>> Begin Records supplied
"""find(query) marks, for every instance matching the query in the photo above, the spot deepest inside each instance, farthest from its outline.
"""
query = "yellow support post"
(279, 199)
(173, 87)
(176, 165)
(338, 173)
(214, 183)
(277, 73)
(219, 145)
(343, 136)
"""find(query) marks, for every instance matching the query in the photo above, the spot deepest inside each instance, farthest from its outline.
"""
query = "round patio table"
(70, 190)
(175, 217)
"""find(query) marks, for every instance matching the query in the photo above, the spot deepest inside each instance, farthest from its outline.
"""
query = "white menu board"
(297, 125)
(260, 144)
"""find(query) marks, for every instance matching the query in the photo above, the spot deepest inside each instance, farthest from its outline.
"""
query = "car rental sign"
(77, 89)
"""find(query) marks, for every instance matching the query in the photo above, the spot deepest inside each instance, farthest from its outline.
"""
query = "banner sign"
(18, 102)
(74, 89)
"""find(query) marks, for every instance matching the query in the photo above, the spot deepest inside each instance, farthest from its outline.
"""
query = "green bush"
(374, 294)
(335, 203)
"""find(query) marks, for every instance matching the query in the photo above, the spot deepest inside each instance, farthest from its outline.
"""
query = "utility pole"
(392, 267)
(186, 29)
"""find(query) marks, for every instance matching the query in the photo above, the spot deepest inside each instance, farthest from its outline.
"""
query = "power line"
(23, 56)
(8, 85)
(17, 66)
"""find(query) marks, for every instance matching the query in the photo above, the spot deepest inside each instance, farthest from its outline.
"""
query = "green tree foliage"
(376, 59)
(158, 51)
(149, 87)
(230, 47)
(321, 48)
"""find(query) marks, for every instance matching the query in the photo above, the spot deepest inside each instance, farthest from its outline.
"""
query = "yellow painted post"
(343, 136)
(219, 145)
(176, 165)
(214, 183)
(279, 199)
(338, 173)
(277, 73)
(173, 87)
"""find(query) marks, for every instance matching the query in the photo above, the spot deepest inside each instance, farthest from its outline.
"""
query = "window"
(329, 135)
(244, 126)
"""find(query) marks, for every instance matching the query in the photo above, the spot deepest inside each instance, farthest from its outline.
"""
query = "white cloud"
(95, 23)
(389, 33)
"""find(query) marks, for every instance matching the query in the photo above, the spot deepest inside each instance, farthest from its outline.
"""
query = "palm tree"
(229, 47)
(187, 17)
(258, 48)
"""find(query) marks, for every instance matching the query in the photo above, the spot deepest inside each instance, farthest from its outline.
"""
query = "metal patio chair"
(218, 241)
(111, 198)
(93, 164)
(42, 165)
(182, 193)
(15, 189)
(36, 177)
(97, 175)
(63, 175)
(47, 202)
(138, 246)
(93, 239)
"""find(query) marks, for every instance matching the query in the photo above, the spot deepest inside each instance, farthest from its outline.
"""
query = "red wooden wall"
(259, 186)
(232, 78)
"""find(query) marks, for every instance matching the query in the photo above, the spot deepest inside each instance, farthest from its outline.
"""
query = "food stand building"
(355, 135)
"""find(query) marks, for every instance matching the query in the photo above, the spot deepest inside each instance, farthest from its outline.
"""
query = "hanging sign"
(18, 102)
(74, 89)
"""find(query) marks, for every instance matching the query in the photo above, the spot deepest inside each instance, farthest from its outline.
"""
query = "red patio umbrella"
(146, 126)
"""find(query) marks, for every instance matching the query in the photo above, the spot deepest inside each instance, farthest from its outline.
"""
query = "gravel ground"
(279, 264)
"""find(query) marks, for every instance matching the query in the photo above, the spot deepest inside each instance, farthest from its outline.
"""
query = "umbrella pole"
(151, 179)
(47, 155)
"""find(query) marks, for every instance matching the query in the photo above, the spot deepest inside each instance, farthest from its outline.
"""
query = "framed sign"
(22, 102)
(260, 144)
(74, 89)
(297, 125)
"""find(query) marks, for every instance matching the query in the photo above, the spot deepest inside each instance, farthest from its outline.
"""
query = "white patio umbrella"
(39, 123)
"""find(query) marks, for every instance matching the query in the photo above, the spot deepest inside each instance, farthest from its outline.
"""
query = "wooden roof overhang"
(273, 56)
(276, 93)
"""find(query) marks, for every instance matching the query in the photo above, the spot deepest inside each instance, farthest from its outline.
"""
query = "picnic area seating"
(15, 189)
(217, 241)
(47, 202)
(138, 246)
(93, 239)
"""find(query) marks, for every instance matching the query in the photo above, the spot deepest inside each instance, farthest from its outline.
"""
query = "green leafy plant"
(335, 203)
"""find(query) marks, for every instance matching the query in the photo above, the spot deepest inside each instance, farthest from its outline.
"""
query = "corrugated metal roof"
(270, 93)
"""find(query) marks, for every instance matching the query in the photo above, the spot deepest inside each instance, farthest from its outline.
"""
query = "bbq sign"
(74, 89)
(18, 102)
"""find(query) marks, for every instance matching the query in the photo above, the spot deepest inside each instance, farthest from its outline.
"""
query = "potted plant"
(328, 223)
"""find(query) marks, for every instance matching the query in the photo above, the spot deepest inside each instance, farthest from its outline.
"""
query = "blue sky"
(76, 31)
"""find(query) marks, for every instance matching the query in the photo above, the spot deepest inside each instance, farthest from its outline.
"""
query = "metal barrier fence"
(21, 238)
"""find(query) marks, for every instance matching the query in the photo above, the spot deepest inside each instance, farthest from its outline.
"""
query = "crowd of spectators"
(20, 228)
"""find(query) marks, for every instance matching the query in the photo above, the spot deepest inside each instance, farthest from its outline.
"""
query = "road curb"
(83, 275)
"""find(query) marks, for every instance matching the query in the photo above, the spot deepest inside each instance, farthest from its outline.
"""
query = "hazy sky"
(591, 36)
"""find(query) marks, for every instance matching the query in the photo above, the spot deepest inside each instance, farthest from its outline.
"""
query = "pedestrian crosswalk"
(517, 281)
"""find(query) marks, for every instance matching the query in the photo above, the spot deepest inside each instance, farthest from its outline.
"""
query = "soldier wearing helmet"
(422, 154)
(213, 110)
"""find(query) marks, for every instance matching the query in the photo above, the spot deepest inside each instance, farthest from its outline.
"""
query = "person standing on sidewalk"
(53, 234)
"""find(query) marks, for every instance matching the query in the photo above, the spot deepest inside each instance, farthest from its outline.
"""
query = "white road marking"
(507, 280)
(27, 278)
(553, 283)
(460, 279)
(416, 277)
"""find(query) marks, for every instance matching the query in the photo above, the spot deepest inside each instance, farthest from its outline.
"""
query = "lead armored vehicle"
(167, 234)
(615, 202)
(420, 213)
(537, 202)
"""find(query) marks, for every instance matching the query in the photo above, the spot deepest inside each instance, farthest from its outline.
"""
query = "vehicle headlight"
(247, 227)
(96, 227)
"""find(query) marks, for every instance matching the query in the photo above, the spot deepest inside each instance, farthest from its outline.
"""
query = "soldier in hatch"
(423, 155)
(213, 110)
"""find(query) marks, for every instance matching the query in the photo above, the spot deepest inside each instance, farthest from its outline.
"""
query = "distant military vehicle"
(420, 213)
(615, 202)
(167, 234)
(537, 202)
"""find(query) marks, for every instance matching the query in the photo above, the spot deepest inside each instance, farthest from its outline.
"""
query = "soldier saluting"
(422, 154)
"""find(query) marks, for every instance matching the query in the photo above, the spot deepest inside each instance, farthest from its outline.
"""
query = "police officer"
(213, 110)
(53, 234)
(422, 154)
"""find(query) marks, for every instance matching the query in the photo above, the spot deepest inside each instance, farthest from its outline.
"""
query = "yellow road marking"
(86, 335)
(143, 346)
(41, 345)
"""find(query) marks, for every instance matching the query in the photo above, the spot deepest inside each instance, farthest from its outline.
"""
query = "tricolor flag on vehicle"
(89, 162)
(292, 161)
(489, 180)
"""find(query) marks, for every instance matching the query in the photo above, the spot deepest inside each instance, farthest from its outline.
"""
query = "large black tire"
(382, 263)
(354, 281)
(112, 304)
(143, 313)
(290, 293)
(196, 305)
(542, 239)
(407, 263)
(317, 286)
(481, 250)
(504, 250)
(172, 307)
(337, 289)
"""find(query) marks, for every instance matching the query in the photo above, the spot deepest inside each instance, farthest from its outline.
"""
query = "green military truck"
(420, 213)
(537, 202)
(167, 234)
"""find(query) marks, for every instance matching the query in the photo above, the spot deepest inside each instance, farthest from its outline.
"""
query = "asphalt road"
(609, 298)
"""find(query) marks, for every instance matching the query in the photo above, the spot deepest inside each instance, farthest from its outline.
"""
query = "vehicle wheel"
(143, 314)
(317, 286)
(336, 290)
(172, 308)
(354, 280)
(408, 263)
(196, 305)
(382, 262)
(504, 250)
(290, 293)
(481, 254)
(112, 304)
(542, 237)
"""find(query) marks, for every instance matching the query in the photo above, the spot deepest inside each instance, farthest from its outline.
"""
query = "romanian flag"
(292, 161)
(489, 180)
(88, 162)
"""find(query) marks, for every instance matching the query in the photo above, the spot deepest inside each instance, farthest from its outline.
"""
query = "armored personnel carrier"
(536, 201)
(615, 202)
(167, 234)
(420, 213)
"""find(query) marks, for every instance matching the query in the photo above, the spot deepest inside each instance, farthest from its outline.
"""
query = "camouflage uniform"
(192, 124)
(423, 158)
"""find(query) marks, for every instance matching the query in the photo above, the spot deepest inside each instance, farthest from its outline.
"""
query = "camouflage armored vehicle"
>> End Records supplied
* Job:
Reproduce each line in the data records above that contains the string "umbrella", matching case exactly.

* Answer to the exercise:
query = "red patio umbrella"
query = "umbrella pole"
query = "white patio umbrella"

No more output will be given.